● LESETEXT:
___
Die EU äußerte ihre "tiefe Besorgnis über die Entscheidungen, die darauf abzielen, Oppositionelle daran zu hindern, ihre grundlegenden politischen Rechte auszuüben, wie es im Fall von María Corina Machado der Fall war", und fügte hinzu, dass die Entscheidung die langjährige politische und soziale Krise in Venezuela nur noch verschlimmern werde".

Als Reaktion darauf gab Präsident Nicolás Maduro der EU keinen Rat, wie sie ihre eigene Krise auf den Straßen Frankreichs lösen könne, sondern wandte sich an die Adresse Brüssels: "Sie wollen mithilfe der sozialen Medien das tödliche Gift des Faschismus, des Hasses und der Konfrontation verströmen, sie wenden Millionen Euro auf, um Hass zu säen, um zu versuchen, sich unser Land zu krallen und es dem US-Imperium und den europäischen Rassisten und Kolonialisten auszuliefern."
___
● AUFTRAG A: Gib alle Zeilen der Datensätze erneut aus, die Aufforderungen eingeschlossen, und multipliziere dabei jede Zahl in den Antworten, also die Pfadkoordinaten und die Maße der viewBox, mit 0,35; runde auf ganze Zahlen, halbe Werte aufwärts. Zahlen in den Aufforderungen und im Formatbeispiel bleiben unverändert, und die Bilder lässt du in deiner Antwort weg.
___
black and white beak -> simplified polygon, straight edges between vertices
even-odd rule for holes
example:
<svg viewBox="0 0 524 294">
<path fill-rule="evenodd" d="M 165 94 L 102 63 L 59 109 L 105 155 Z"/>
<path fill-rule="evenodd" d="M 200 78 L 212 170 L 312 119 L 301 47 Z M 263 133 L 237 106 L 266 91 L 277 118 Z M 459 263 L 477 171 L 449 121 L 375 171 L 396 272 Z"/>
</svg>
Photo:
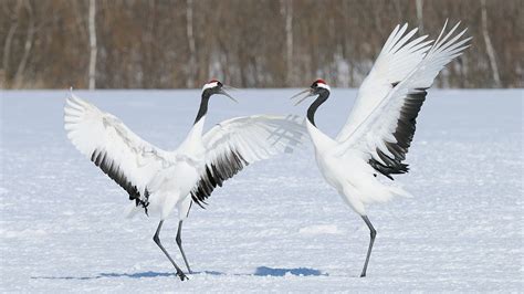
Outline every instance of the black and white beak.
<svg viewBox="0 0 524 294">
<path fill-rule="evenodd" d="M 315 90 L 312 87 L 308 87 L 293 95 L 291 99 L 298 98 L 295 103 L 295 106 L 296 106 L 311 96 L 315 96 Z"/>
<path fill-rule="evenodd" d="M 223 85 L 222 83 L 220 83 L 217 80 L 211 80 L 206 85 L 203 85 L 202 92 L 207 91 L 207 90 L 211 90 L 213 94 L 224 95 L 228 98 L 232 99 L 233 102 L 239 103 L 228 92 L 226 92 L 226 90 L 234 90 L 234 88 L 231 87 L 231 86 Z"/>
</svg>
___
● AUFTRAG B: Welche Dinge nennt Maduro im Lesetext, deren „tödliches Gift“ mithilfe der sozialen Medien verströmt werden soll? Zähle sie alle auf.

● VOLLSTÄNDIGE AUSGABE A:
black and white beak -> simplified polygon, straight edges between vertices
even-odd rule for holes
example:
<svg viewBox="0 0 524 294">
<path fill-rule="evenodd" d="M 165 94 L 102 63 L 59 109 L 105 155 Z"/>
<path fill-rule="evenodd" d="M 200 78 L 212 170 L 312 119 L 301 47 Z M 263 133 L 237 106 L 266 91 L 277 118 Z M 459 263 L 477 171 L 449 121 L 375 171 L 396 272 Z"/>
</svg>
Photo:
Outline every instance of the black and white beak.
<svg viewBox="0 0 183 103">
<path fill-rule="evenodd" d="M 110 32 L 109 30 L 108 30 L 103 33 L 102 35 L 104 34 L 103 36 L 103 37 L 104 37 L 109 34 L 110 34 Z"/>
<path fill-rule="evenodd" d="M 78 30 L 78 29 L 77 29 L 76 28 L 74 28 L 72 30 L 71 30 L 71 32 L 72 32 L 72 32 L 74 32 L 75 33 L 78 33 L 80 34 L 81 35 L 82 36 L 84 36 L 80 32 L 79 32 L 79 32 L 82 32 L 82 31 L 81 30 L 81 30 Z"/>
</svg>

● VOLLSTÄNDIGE AUSGABE B:
- Faschismus
- Hass
- Konfrontation